Russia, tra attacco terroristico e risposta del governo

Editoriale collettivo della redazione di Posle

Il 22 marzo, uno dei peggiori attacchi terroristici nella storia della Russia moderna è stato compiuto nel municipio Crocus di Mosca: diversi uomini armati hanno preso d’assalto l’edificio e hanno sparato a bruciapelo a una folla di civili.

Alle 16 del 23 marzo, le autorità russe hanno riferito che 133 persone sono state uccise e più di 100 ferite. Esprimiamo le nostre condoglianze a tutte le vittime e ai loro cari: i civili innocenti non dovrebbero diventare bersaglio della violenza politica.

Nonostante le numerose speculazioni sul coinvolgimento dei fondamentalisti islamici, non sappiamo ancora con certezza chi siano gli autori e chi ci sia dietro l’attacco. Tuttavia, si possono già trarre alcune conclusioni.

In primo luogo, l’attacco terroristico ha chiaramente colto di sorpresa le autorità russe. Solo di recente, Vladimir Putin ha definito “provocazioni” gli avvertimenti delle agenzie di intelligence occidentali su possibili attacchi terroristici nelle città russe. Con l’interruzione dei contatti diretti tra i servizi di intelligence della Russia e quelli dei paesi occidentali e con gli avvertimenti pubblici ignorati dalle autorità russe per motivi chiaramente politici (le informazioni sugli imminenti attacchi terroristici sono state pubblicate poco prima delle elezioni presidenziali), il pericolo di ulteriori tragedie è in aumento.

- [Esercizi]:
[1] Ricopia dall'editoriale il passo da "Russia, tra attacco" a "trarre alcune conclusioni.".
[2] Elenca, nell'ordine in cui compaiono, tutti i numeri scritti in cifre nell'editoriale.

- [Dati]:
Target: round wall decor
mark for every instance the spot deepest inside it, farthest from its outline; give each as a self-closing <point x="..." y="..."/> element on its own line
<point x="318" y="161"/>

- [Soluzioni]:
[1]
Russia, tra attacco terroristico e risposta del governo

Editoriale collettivo della redazione di Posle

Il 22 marzo, uno dei peggiori attacchi terroristici nella storia della Russia moderna è stato compiuto nel municipio Crocus di Mosca: diversi uomini armati hanno preso d’assalto l’edificio e hanno sparato a bruciapelo a una folla di civili.

Alle 16 del 23 marzo, le autorità russe hanno riferito che 133 persone sono state uccise e più di 100 ferite. Esprimiamo le nostre condoglianze a tutte le vittime e ai loro cari: i civili innocenti non dovrebbero diventare bersaglio della violenza politica.

Nonostante le numerose speculazioni sul coinvolgimento dei fondamentalisti islamici, non sappiamo ancora con certezza chi siano gli autori e chi ci sia dietro l’attacco. Tuttavia, si possono già trarre alcune conclusioni.

[2] 22, 16, 23, 133, 100